## [THE RECORDS]
--------------------------------------------------

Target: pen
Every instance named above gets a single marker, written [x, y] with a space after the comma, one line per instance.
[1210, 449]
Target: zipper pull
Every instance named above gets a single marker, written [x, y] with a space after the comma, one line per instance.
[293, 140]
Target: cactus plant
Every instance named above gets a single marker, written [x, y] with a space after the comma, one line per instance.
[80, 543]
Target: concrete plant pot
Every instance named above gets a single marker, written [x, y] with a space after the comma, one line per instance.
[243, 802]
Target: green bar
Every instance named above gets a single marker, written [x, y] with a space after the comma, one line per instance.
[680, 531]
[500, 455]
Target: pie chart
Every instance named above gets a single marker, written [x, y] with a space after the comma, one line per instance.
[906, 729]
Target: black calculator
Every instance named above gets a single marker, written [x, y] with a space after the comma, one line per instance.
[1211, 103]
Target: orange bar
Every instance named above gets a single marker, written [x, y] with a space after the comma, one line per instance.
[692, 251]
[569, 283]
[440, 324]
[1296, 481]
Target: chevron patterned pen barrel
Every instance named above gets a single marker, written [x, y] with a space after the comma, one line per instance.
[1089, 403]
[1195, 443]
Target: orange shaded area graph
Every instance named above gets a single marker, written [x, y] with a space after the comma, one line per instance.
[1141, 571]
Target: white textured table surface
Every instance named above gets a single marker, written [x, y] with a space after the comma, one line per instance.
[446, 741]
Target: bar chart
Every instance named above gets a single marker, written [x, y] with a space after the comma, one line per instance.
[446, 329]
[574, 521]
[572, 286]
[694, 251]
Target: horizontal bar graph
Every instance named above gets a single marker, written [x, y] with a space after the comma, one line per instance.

--------------------------------------------------

Please pull every line of the listing above and reproduce each one word for word, in its original order.

## [RESPONSE TO THE TASK]
Target: pen
Every instance named above gets a single marker, written [x, y] with a space after the comma, one line per instance.
[1210, 449]
Target: zipper pull
Every instance named above gets a single marker, written [x, y] with a space after the comma, one line per instance.
[293, 140]
Target: cactus plant
Every instance named above gets a single marker, written [x, y] with a space after the comma, one line per instance.
[80, 543]
Target: concrete plant pot
Every instance named above gets a single marker, written [x, y] with a space after the comma, one line per instance.
[243, 802]
Target: green bar
Every instance named above gets a single marker, written [x, y] with a space after the comma, one line per instance.
[680, 531]
[500, 455]
Target: pie chart
Every instance named above gets a single marker, written [x, y] with a space after the comma, one line per instance.
[906, 729]
Target: black calculator
Every instance named above gets a single marker, written [x, y] with a space after the comma, one line per instance.
[1211, 103]
Target: orange bar
Every instance named above gets a single marker, written [x, y] with a space after the comma, one line per instance.
[692, 251]
[569, 283]
[440, 324]
[1296, 481]
Target: chevron patterned pen barrel
Every instance named above gets a single marker, written [x, y] with a space after the comma, one line per instance.
[1089, 403]
[1195, 443]
Target: orange shaded area graph
Every instance named above gets a single marker, written [x, y] with a space after the comma, one line per instance.
[1141, 571]
Target: white textured table surface
Every instance named above gets a single marker, written [x, y] with a space after the comma, one line per instance.
[446, 741]
Target: bar chart
Every instance named above gets a single marker, written [x, y] with a space after the comma, one line per instance.
[446, 329]
[574, 521]
[572, 286]
[694, 251]
Target: horizontal bar graph
Every instance named above gets a single marker, written [x, y] with a space after the comma, one line per instance.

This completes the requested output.